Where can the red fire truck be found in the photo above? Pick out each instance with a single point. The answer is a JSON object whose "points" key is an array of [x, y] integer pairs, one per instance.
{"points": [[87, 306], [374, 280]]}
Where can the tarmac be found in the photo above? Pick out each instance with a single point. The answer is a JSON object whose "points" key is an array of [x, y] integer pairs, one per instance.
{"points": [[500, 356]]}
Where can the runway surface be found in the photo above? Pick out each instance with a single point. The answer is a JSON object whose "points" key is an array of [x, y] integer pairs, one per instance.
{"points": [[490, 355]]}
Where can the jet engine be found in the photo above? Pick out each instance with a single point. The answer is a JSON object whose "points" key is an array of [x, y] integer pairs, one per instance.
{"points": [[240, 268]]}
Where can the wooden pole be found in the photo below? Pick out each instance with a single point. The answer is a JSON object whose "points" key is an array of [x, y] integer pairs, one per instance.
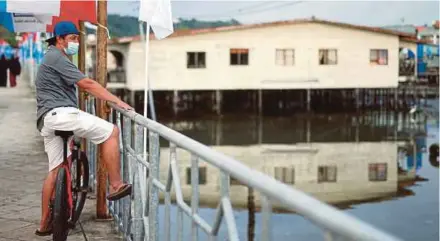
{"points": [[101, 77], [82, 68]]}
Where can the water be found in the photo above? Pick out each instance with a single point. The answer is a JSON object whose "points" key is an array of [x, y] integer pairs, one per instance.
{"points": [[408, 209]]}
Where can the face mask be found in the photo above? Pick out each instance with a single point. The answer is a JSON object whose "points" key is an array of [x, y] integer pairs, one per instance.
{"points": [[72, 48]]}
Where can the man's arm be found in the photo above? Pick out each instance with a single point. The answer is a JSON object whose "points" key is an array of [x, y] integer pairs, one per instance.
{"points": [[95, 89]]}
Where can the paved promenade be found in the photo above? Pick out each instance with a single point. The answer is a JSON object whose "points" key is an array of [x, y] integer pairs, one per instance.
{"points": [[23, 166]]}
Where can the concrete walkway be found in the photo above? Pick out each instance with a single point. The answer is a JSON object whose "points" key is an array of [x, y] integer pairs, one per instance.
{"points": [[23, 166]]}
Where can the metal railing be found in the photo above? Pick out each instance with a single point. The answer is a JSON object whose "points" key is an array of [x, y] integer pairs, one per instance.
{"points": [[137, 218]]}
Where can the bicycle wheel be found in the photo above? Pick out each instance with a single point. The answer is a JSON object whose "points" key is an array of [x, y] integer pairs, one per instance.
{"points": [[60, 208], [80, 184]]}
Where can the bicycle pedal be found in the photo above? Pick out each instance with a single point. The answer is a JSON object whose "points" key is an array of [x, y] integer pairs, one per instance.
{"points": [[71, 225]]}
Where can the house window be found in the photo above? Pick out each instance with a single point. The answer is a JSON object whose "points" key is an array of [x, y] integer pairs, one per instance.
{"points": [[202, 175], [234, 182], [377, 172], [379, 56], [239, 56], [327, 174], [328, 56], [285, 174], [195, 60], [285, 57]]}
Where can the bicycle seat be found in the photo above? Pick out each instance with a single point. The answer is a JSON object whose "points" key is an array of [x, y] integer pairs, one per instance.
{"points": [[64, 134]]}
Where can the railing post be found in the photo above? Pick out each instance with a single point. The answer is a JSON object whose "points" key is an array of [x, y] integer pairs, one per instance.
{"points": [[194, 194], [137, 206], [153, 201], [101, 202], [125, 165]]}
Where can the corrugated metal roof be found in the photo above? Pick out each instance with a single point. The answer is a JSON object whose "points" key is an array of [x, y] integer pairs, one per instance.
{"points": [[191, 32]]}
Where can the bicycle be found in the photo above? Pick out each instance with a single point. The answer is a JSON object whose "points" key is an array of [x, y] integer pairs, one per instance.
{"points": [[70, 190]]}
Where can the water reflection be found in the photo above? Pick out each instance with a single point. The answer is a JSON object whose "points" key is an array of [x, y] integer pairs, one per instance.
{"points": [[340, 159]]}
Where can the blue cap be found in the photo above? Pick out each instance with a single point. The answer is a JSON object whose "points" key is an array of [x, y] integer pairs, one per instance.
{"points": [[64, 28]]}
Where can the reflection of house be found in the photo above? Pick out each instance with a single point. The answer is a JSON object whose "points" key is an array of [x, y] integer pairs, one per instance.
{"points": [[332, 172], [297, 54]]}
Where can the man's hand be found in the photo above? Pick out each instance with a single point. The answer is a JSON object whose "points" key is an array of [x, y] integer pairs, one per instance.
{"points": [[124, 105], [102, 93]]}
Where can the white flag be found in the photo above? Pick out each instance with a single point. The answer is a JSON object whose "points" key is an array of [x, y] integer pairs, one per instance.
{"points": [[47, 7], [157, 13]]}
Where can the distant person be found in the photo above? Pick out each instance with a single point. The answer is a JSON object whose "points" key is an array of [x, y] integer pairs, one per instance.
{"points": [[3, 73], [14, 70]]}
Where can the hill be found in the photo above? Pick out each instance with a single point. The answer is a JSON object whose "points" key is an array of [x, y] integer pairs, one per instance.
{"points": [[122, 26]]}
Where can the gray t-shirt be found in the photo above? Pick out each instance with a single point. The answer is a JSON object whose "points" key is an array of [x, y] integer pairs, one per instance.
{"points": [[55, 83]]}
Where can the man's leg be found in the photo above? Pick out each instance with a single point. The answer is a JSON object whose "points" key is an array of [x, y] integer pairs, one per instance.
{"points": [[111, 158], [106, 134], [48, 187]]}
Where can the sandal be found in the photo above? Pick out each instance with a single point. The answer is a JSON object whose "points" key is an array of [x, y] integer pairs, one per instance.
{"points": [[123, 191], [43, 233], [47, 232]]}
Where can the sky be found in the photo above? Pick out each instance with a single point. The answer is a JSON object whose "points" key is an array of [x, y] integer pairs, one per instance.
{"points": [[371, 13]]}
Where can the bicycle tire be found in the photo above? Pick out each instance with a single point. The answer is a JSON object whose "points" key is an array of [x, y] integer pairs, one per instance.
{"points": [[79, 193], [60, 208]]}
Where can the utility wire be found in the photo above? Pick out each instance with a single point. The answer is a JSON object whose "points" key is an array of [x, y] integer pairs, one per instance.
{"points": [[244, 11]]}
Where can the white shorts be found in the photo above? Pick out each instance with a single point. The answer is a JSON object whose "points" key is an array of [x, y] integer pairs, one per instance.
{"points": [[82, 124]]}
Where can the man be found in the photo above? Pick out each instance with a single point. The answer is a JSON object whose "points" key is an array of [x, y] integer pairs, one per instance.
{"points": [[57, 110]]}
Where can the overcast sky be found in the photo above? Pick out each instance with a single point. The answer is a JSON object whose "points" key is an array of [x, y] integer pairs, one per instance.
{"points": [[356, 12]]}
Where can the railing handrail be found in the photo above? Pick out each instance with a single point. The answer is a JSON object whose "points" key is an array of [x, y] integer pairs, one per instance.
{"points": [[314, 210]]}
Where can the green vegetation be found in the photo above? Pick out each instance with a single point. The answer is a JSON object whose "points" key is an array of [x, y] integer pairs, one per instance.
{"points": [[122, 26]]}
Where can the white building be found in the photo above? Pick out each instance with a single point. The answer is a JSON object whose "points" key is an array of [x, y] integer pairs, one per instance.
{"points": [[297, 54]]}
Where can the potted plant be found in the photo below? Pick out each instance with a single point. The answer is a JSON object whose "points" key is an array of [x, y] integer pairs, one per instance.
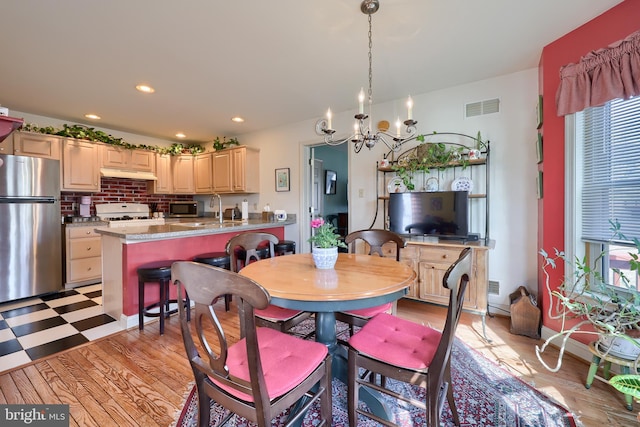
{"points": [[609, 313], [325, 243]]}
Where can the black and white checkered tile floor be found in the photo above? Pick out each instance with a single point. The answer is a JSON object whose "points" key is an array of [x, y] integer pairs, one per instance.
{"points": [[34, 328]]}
####################
# What you are asked to do:
Repeat the data above exactly, but not the pictures.

# Task response:
Where can the red fire truck be found in the photo above? Pick out each instance with a single point. The answer is a JSON object whose "points" key is an array of [x, y] integer pairs, one per instance.
{"points": [[87, 306], [374, 280]]}
Where can the tarmac be found in the photo above? Pick out each instance with a single point. The answer is a JSON object whose "points" key is an array of [x, y] integer pairs, one per instance.
{"points": [[500, 356]]}
Where can the runway surface be found in the photo above? Pick out each instance with a single point. The answer is a JSON object whose "points" key is an array of [x, y] integer pairs, one per instance.
{"points": [[490, 355]]}
Where can the jet engine be found in the photo above? Pick out each instance with a single point. The answer is a JSON object whose "points" key is an array of [x, y] integer pairs, one per instance.
{"points": [[240, 268]]}
Where can the wooden pole be found in the photo below? Pick out each instance with a single point. The answer is a JSON object whose "points" key is an array of [x, y] integer pairs, one per instance.
{"points": [[101, 77], [82, 68]]}
Where can the water be found in the photo above? Pick out each instance with a single point. The answer is a JSON object whose "points" key is an array of [x, y] integer pairs, one per instance.
{"points": [[408, 209]]}
Where can the face mask be found in the photo above? Pick out each instance with a single point. The answer is a JSON object whose "points" key is an array of [x, y] integer pairs, one per instance.
{"points": [[72, 48]]}
Where can the man's arm be found in the photo above? Pick out each instance with a single point. The answer is a JSON object whose "points" key is an array of [x, y] integer pairs, one per instance.
{"points": [[95, 89]]}
Where can the paved promenade be found in the photo above? Pick out each instance with a single point. The answer is a JSON object whose "points" key is an array of [x, y] integer pairs, one per instance.
{"points": [[23, 166]]}
Where can the concrete walkway be found in the photo above? Pick out each instance with a single point. The answer is a JSON object whose "points" key is an array of [x, y] integer pairs, one per instance.
{"points": [[23, 166]]}
Where can the metal railing be found in the photo above? Pick out each instance with a single point. The answer is a JSON object whose "points" key is an array of [x, y] integer pairs, one per instance.
{"points": [[137, 218]]}
Where can the bicycle wheel be found in the photo above? Pick out each instance with a single point. The answer is a JSON object whose "points" key is an array of [x, y] integer pairs, one per instance.
{"points": [[60, 208], [80, 184]]}
Where can the bicycle pedal be found in the photo above? Pick out each instance with a single point. The answer is a JSON object whose "points" key is an array of [x, y] integer pairs, one per instance.
{"points": [[71, 225]]}
Where can the house window be found in the photo above? Pick out each instance with a single point. The answer is a JSON object whose "points" key is an array of [x, y] integer pairs, one per instance.
{"points": [[202, 175], [234, 182], [377, 172], [379, 56], [239, 56], [327, 174], [328, 56], [285, 174], [195, 60], [285, 57]]}
Where can the bicycle seat be found in the photo above? Pick out each instance with a single point. The answer is a JSON object whose "points" key is an array of [x, y] integer pairs, one per instance.
{"points": [[64, 134]]}
Where can the railing post be found in the photo above? Pick out each instance with a single point. The answer is a JSON object whose "points" key is an array of [x, y] integer pairs, one per instance.
{"points": [[194, 194], [137, 206], [153, 201], [101, 202], [125, 165]]}
Where can the corrugated metal roof be found in the photo above? Pick out each instance with a single point. The answer is a JSON object whose "points" key is an array of [x, y] integer pairs, one per instance.
{"points": [[191, 32]]}
Where can the bicycle be found in the photo above? Pick out each instance with a single point. The answer is a JSON object whose "points" key is an array of [x, y] integer pairs, one per instance.
{"points": [[70, 190]]}
Where can the water reflection be found in the photo above? Pick out each instance with a single point. The answer is a JSON object whose "points" key is an array of [x, y] integer pairs, one per instance.
{"points": [[340, 159]]}
Where can the blue cap be found in the photo above? Pick out each instance with a single point. The answer is a JSON object whose "points" key is an array of [x, y] integer pairs, one per instance.
{"points": [[64, 28]]}
Where can the reflection of house be found in the photo above? Pick out each instance with a single point. The answer is a JSON object whose "points" key is an array of [x, y] integer pairs, one per instance.
{"points": [[332, 172], [297, 54]]}
Where can the man's hand be found in the photo above? Pick out each instance with a single point. The answer is a JSON object whose "points" key is an array of [x, y] integer pairs, one per instance.
{"points": [[124, 105], [102, 93]]}
Where can the white flag be found in the photo above? Pick out each instance with a single point. The answer is a JSON object whose "points" key is an array of [x, y] integer pairs, one per instance.
{"points": [[47, 7], [157, 13]]}
Where can the distant person be found in the photo above? Pick out each instance with a single point. The answer is a JSON object whose "points" key is an array of [x, y] integer pairs, one per instance.
{"points": [[3, 73], [14, 70]]}
Where can the hill be found in the photo above? Pick out each instance with a single point. The answer is a JSON object whose "points" key is an array of [x, y] integer pairs, one per instance.
{"points": [[122, 26]]}
Where can the gray t-shirt be found in the photo above? Pick out each instance with a single point. The answer is a JSON object whose "points" key is an array of [x, y] integer pairs, one per instance.
{"points": [[55, 83]]}
Where can the man's leg be found in the photo above? Pick out each instance with a single point. The answer is a JSON object whose "points" key is an array of [x, y] integer pairs, one per instance.
{"points": [[111, 158], [106, 134], [48, 187]]}
Where can the sandal be found in the photo above? Pick out each instance with a single point. The answer is a JSON object whose "points" key is an array of [x, y] integer pairs, one per instance.
{"points": [[123, 191], [43, 233], [47, 232]]}
Where can the sky be found in the photo above? Pick out each instance with a single point. The answer is a JSON object whose "points" key is an array of [x, y] integer pairs, one per instance.
{"points": [[371, 13]]}
Where can the bicycle tire be found in the photo above? Pick out each instance with a single point. The answer is a JSON object whose "points" key is an array of [x, y] integer pairs, one per instance.
{"points": [[79, 193], [60, 208]]}
Where can the utility wire be found in the photo above? Pick out each instance with a single point. The answer is a JSON object whose "points" key is an array of [x, y] integer pairs, one per instance.
{"points": [[244, 11]]}
Where can the white shorts be found in the photo above? Pick out each instance with a single point. The answer is a JSON object whose "points" key is an array of [x, y] integer pairs, one per instance.
{"points": [[82, 124]]}
Where can the man be found in the photo above? Pick out each instance with a single point. The answer is a JSON object whose "points" key is an array of [x, y] integer pairs, one per instance.
{"points": [[57, 110]]}
Where can the overcast sky be found in the photo above? Pick out each instance with a single point. The answer is a JSON object whose "points" key is an array of [x, y] integer pairs, one per instance.
{"points": [[356, 12]]}
Where can the railing handrail be found in the photo above? Pick out each instance with a single point. The answer is a JSON object whose "points" key is an array of [x, y] integer pairs, one per instance.
{"points": [[314, 210]]}
Where can the green vegetation be found in the photo above? Pick out each instance with a single point. The answer is a JSON object whose "points" key is an array of [x, y] integer pairs, one per instance.
{"points": [[122, 26]]}
Where can the white building be found in the photo above? Pick out each instance with a single point. The answer is a JSON object whose "points" key is an array of [x, y] integer pairs, one per instance.
{"points": [[297, 54]]}
Where can the potted plant be found in the photo below? Pick out each instance with a single point. The answer is a JSON object whose "points" key is an array of [x, y] integer pairs, one per instance.
{"points": [[609, 313], [325, 243]]}
Where can the black and white checkered tile floor be found in the photo above? Pick out each instance with a single point. The answer is a JSON object whose "points" key is an array of [x, y] integer pairs, one per instance.
{"points": [[34, 328]]}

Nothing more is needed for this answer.